EXERCISE TASK
Write out the listing exactly as it is given.

____ RECORDS FOR THIS EXERCISE

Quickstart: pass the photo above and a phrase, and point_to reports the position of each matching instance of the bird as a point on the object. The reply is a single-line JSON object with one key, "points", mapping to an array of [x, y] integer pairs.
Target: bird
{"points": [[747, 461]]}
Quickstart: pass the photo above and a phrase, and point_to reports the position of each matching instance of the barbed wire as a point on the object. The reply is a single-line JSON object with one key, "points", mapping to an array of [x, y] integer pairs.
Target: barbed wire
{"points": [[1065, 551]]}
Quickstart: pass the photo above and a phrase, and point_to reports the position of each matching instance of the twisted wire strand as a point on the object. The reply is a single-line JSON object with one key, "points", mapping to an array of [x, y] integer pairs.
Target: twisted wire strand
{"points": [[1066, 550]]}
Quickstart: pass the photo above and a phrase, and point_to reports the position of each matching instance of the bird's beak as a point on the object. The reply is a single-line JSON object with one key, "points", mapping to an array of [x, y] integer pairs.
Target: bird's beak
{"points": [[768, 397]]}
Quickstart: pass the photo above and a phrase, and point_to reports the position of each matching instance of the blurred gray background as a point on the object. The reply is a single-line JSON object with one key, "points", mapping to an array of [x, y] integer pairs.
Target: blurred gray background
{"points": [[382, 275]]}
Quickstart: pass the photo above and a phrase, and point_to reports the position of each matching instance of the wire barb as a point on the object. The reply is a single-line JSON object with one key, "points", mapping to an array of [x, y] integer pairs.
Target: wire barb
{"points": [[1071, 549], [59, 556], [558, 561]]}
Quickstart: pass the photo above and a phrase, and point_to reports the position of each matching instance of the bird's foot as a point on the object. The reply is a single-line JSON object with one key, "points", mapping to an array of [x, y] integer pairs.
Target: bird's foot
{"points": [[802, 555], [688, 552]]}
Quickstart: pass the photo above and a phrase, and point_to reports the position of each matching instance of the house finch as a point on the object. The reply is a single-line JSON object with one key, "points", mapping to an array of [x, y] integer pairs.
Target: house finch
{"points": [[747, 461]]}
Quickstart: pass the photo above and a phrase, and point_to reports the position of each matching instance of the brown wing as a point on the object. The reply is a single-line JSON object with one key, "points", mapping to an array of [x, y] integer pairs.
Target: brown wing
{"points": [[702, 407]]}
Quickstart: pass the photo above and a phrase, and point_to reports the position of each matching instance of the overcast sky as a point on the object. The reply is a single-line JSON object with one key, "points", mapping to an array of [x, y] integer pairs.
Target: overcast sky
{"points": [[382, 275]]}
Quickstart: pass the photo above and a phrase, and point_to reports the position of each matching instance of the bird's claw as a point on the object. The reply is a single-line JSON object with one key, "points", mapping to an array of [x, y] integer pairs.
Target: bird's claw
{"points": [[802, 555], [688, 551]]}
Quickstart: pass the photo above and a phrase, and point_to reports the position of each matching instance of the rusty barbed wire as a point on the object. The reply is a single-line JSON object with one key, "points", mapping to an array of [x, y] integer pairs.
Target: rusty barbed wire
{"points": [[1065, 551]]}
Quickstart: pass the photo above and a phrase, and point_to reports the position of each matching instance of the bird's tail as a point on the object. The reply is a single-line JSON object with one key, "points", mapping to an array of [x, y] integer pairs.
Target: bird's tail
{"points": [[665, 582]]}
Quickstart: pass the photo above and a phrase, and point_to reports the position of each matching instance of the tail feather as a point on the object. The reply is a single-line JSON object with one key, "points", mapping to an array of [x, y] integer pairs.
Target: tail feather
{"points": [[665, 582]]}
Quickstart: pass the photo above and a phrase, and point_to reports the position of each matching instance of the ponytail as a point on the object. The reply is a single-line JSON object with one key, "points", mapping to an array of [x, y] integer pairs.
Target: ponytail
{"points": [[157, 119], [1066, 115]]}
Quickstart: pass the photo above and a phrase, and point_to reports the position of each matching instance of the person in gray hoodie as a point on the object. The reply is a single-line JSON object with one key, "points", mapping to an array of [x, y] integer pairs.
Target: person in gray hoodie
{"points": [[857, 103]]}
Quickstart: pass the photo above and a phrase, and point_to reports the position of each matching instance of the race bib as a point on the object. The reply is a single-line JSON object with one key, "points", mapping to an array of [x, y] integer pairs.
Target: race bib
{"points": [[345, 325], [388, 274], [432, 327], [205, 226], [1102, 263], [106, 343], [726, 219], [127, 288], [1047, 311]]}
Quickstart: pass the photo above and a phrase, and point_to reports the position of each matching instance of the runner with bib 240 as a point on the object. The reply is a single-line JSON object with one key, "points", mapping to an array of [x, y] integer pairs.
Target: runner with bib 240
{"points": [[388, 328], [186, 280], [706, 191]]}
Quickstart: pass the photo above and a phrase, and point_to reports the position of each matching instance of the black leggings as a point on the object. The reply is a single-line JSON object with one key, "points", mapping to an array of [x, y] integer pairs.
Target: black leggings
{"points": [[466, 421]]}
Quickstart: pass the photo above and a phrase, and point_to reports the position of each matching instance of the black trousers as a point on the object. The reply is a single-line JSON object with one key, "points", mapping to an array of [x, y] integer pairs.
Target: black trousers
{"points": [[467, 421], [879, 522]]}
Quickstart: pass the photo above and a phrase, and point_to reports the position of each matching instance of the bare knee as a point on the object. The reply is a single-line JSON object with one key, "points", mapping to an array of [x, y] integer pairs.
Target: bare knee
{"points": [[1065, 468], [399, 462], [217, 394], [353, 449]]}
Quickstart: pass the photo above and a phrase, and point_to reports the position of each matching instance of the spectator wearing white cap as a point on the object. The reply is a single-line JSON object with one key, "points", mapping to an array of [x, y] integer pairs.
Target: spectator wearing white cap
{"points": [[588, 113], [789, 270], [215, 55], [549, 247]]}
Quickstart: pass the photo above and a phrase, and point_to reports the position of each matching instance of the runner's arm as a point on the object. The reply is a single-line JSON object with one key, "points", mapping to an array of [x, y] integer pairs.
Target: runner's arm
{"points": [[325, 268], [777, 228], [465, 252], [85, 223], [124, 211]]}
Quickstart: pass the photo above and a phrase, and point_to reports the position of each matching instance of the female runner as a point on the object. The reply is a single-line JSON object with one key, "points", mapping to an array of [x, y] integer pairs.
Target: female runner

________

RESULT OF THIS EXERCISE
Quickstart: pass the photo above and a phrase, and point_to reports the position of each matching instance of the bird as a point on the object. The reply is a single-line JSON object with one key, "points", mapping to an array of [x, y] integer pairs.
Target: bird
{"points": [[747, 461]]}
Quickstart: pass the photo above and a phrase, and point_to reports the position of each matching instance of the barbed wire as a point on the object. The reply is a single-line JSON object with one key, "points", mapping to an array of [x, y] integer pairs.
Target: barbed wire
{"points": [[1065, 551]]}
Quickstart: pass the photo above and a phrase, and point_to reports the position of each matching instance of the twisted wire strand as a point on the object. The reply is a single-line JSON object with one key, "points", mapping to an array of [x, y] integer pairs.
Target: twisted wire strand
{"points": [[1066, 550]]}
Quickstart: pass the photo above and a phrase, and point_to reports the position of each matching instance of the bird's beak as a point on the object. The reply is a single-line JSON object with one key, "points", mapping to an array of [x, y] integer pairs.
Target: bird's beak
{"points": [[768, 397]]}
Quickstart: pass the photo above and a phrase, and point_to reports the position of each matching instance of the blurred gray background as a point on the object. The reply is a single-line JSON object with one key, "points", mapping to an array of [x, y] integer pairs.
Target: blurred gray background
{"points": [[382, 275]]}
Quickstart: pass the photo above and a phrase, and point_to reports the position of each matching instance of the wire barb as a point on the object. The reply is a single-line JSON object with one key, "points", mapping to an array of [x, y] integer pairs.
Target: wire barb
{"points": [[1071, 549], [59, 556], [558, 561]]}
Quickstart: pass the photo above and a phrase, and point_to reports the position of each matching instance of the bird's foot as a point on the object. The reply is a single-line JSON object with one key, "points", mapping to an array of [x, y] integer pairs.
Target: bird's foot
{"points": [[802, 555], [688, 552]]}
Quickstart: pass the photo above and a phrase, and point_to reports the position of each matching instance of the house finch as a point on the object. The reply is a single-line JSON object with one key, "points", mapping to an array of [x, y] integer pairs.
Target: house finch
{"points": [[747, 461]]}
Quickstart: pass the photo above and a phrase, and point_to reports the position of each matching instance of the brown wing as a point on the object. The reply is a single-line JSON object with one key, "points", mapping to an array of [x, y] integer pairs.
Target: brown wing
{"points": [[702, 407]]}
Quickstart: pass the photo above and a phrase, and point_to reports the position of each matching instance of the overcast sky as a point on the object. The reply is a single-line JSON object with one key, "points", mapping to an array of [x, y] integer pairs.
Target: overcast sky
{"points": [[382, 275]]}
Quickstart: pass the photo above and a phrase, and point_to reports the position of each matching instance of the bird's claw as a point on the object. The reply is a single-line JSON object with one key, "points", mapping to an array of [x, y] integer pairs.
Target: bird's claw
{"points": [[802, 555], [688, 551]]}
Quickstart: pass the photo above and a phrase, and point_to reports the position of each matching instance of the rusty barbed wire as a point on the object. The reply is a single-line JSON object with one key, "points", mapping to an array of [x, y] integer pairs.
Target: rusty barbed wire
{"points": [[1065, 551]]}
Quickstart: pass the photo above and a phrase, and point_to reports the position of each matching instance of the bird's tail as a point on the object. The reply is a single-line JSON object with one key, "points", mapping to an array of [x, y] integer pairs.
Target: bird's tail
{"points": [[665, 582]]}
Quickstart: pass the photo above and a phrase, and point_to reports the position of each matching instance of the tail feather as a point on the object. The reply is a single-line JSON object with one key, "points", mapping to an array of [x, y] integer pairs.
Target: tail feather
{"points": [[665, 582]]}
Quickstart: pass the photo above and a phrase, and point_to reports the position of each matching instance of the ponytail as a point on the object. The reply is a single-line JSON object with one key, "points", mapping to an array of [x, y] integer pairs.
Target: ponytail
{"points": [[157, 119], [1066, 115]]}
Quickstart: pass the photo above and a phrase, and point_to reports the position of each matching instance of the person in gray hoodie as a point on the object. The reply is a single-line JSON object with one key, "points", mapping to an array of [x, y] integer pairs.
Target: person in gray hoodie
{"points": [[857, 103]]}
Quickstart: pass the photo above and a phrase, and point_to reports the position of each matching instance of the race bib as a point on the object. The reply is a single-line JSON object with one key, "points", mapping to an array of [x, y] integer pairs.
Target: race bib
{"points": [[345, 325], [388, 274], [432, 327], [205, 226], [1102, 263], [106, 343], [726, 219], [127, 288], [1047, 311]]}
Quickstart: pass the photo above and a phrase, and point_to reports the position of each matching instance of the runner with bib 240 as a point on the object. The reply is a single-line JSON object with one key, "points", mapping to an array of [x, y] integer pairs.
Target: runner with bib 240
{"points": [[388, 328], [186, 280], [706, 191]]}
Quickstart: pass the photo above and a phrase, and point_to reports the position of each matching instance of the black leggings as a point on the object. The reply is a single-line JSON object with one key, "points", mapping to an array of [x, y] integer pairs.
Target: black leggings
{"points": [[466, 421]]}
Quickstart: pass the photo above and a phrase, and point_to reports the position of each matching instance of the black trousers as a point on the object. The reply is a single-line JSON object with one key, "points", mapping to an array of [x, y] integer pairs.
Target: black trousers
{"points": [[467, 421], [879, 522]]}
Quickstart: pass the photo above and a phrase, and point_to reports the position of each matching instance of the bare knee as a point on the object. The reply is a single-line JSON object with one key, "points", mapping to an array of [x, y] integer pairs.
Target: bare knee
{"points": [[1065, 468], [399, 462], [217, 394], [353, 449]]}
Quickstart: pass the photo above and a phrase, and point_to reports the position of each matching instance of the spectator wearing white cap as a point on the object. The reply is a single-line JSON object with one key, "points", mapping to an array of [x, y] integer pairs.
Target: spectator wearing white cap
{"points": [[588, 113], [789, 270], [215, 55], [549, 247]]}
Quickstart: pass the photo above and a phrase, and point_to reports the position of each matching instance of the runner's arm as a point on the object. The reply is a single-line JSON object with one key, "points", mapping to an array of [x, y] integer pairs.
Target: runner's arm
{"points": [[325, 268], [777, 228], [465, 252], [85, 223], [124, 211]]}
Quickstart: pass the photo above and a phrase, and point_to reports the position of each matching instance of the female runner as a point on the object. The reply is a single-line JSON object with one key, "points", mapping to an array of [x, y] integer pairs.
Target: female runner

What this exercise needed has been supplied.